What needs to be done ->
Having located "Could you point out the chrome alloy" in the records below, repeat exactly the line it is on and all subsequent lines, ending with the last.

Source information ->
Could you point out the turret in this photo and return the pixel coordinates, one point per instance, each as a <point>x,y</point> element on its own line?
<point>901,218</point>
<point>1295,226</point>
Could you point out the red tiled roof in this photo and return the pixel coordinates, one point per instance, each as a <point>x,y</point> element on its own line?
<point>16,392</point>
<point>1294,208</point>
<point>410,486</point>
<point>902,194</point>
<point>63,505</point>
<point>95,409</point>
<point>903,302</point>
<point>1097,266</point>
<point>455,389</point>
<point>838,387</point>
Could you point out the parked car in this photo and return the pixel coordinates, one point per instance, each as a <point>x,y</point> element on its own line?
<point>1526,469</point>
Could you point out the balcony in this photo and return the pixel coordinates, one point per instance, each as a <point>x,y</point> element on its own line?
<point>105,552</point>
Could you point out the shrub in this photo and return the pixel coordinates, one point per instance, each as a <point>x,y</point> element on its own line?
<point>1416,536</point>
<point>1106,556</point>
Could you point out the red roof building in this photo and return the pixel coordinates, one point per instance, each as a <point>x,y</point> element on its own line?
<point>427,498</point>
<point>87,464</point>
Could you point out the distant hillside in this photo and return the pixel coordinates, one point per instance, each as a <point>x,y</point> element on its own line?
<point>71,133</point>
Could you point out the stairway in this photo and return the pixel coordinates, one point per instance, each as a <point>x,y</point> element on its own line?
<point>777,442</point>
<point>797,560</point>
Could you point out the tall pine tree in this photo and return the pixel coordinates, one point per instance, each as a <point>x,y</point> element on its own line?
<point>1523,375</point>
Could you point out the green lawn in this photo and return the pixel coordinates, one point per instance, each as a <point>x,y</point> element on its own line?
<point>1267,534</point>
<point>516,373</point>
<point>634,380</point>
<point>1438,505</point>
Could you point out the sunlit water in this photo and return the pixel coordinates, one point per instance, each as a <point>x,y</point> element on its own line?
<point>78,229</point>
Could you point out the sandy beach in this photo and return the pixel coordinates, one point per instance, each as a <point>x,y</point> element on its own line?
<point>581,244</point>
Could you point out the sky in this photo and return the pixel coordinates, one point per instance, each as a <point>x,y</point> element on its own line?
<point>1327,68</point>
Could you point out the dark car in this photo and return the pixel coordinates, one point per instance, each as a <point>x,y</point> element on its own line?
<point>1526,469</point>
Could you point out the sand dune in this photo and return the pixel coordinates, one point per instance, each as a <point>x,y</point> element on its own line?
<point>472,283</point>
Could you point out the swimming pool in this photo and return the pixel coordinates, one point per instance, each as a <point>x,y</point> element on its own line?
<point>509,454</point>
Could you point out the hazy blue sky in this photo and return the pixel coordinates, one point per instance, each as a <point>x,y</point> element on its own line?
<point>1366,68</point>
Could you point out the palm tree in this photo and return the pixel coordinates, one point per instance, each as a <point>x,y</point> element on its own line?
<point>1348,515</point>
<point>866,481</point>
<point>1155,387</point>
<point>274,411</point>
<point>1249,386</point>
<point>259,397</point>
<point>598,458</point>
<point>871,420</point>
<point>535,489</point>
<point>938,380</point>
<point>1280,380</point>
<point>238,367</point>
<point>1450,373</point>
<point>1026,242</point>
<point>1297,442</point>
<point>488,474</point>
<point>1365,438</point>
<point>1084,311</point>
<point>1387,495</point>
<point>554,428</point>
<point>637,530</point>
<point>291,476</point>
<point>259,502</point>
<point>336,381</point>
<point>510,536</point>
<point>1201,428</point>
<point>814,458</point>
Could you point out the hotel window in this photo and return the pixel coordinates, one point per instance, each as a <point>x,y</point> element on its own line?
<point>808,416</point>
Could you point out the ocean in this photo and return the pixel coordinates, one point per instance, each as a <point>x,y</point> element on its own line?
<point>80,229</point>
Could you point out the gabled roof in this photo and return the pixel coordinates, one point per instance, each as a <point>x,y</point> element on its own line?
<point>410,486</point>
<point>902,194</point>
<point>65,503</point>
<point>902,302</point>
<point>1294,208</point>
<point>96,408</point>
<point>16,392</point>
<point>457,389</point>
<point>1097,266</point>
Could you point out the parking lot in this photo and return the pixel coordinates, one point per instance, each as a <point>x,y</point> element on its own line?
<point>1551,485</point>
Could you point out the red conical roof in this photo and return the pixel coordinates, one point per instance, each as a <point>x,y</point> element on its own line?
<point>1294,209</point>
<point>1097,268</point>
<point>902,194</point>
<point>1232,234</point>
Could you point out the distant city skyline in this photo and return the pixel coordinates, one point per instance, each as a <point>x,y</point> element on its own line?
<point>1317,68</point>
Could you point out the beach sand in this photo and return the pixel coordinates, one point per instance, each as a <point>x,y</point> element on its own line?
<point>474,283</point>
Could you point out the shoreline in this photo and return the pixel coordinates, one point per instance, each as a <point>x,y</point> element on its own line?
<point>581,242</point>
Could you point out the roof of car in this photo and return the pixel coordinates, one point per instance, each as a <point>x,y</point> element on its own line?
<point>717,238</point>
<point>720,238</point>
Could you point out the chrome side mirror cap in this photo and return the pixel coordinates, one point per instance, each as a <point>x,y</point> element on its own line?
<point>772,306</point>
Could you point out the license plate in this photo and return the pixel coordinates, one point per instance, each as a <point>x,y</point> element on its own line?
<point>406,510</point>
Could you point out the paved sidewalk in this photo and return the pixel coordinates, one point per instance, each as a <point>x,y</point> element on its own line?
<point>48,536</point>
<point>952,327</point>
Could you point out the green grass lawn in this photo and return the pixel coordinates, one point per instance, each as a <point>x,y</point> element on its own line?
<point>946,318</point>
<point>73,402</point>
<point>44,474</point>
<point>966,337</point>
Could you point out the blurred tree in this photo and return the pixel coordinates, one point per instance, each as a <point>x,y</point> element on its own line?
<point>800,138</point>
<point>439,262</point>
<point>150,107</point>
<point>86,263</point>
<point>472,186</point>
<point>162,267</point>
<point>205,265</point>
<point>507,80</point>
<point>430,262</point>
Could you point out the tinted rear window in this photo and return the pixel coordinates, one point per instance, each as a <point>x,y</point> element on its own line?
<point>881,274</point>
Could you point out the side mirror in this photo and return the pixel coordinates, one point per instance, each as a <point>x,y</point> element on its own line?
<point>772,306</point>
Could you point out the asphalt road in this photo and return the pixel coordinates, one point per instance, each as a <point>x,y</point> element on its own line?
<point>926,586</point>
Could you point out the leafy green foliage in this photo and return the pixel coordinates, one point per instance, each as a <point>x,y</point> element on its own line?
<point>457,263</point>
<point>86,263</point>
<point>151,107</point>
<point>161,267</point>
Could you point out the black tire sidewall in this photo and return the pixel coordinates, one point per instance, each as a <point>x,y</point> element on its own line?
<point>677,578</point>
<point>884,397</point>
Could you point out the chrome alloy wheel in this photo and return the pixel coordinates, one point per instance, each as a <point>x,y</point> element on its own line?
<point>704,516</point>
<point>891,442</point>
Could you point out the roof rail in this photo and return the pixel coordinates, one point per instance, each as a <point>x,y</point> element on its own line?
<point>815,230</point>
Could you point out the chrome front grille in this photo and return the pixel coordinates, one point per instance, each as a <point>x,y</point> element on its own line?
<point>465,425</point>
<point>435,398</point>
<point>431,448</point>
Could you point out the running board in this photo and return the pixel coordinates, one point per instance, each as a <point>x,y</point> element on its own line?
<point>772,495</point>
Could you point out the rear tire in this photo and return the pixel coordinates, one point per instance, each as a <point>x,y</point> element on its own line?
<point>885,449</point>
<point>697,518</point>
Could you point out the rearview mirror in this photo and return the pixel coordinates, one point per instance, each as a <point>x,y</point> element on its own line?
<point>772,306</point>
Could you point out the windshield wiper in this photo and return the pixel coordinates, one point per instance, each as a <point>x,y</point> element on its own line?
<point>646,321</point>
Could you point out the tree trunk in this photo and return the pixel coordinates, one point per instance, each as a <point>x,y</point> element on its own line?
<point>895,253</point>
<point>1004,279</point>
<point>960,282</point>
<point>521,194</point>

Exercise result ->
Could you point out the chrome alloy wheel in this photo and return the pixel coordinates, one point per instance, each as a <point>x,y</point> element on its own line?
<point>704,516</point>
<point>891,442</point>
Could you point out the roof rail in this photo and return the pixel coordinates, one point per instance, each as a <point>x,y</point> element on its own line?
<point>815,230</point>
Could you point out the chrome front grille in this photo and return the pixel coordinates, one point per instance, each as a <point>x,y</point> element on its own line?
<point>465,425</point>
<point>435,398</point>
<point>431,448</point>
Could you point out the running board in this photo and return the pixel coordinates, one point per instance, each as a <point>x,y</point> element on its own line?
<point>772,495</point>
Could you point out the rear tire in this photo and return the pixel coordinates, one point per instance, each as a <point>x,y</point> element on its own line?
<point>885,449</point>
<point>697,518</point>
Could you point out the rearview mirror in this photo and return the pixel coordinates, one point per instance, each as a <point>x,y</point> element on its own line?
<point>772,306</point>
Could you point out the windshield wiper in this photo and return the pixel coordinates, one point per instance, each as a <point>x,y</point> element on its own line?
<point>646,321</point>
Could you point out the tree trunk in this photo and return the pixel coordinates, one point per instance, each as a <point>x,y</point> element on its own line?
<point>895,253</point>
<point>1004,279</point>
<point>960,282</point>
<point>521,194</point>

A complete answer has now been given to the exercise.